##### Extracted material #####
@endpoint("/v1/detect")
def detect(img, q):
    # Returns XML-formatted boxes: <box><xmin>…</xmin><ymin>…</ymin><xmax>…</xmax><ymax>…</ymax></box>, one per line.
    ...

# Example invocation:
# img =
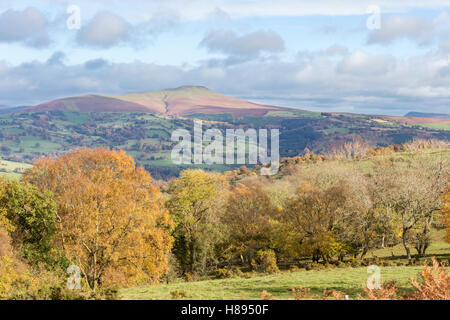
#####
- _Set exercise_: Print every line of the records above verbatim, but omit the pictures.

- _The completed task_:
@endpoint("/v1/detect")
def detect(img, q):
    # Returns XML-formatted boxes: <box><xmin>…</xmin><ymin>…</ymin><xmax>…</xmax><ymax>…</ymax></box>, one per line.
    ...

# Example invocation:
# img =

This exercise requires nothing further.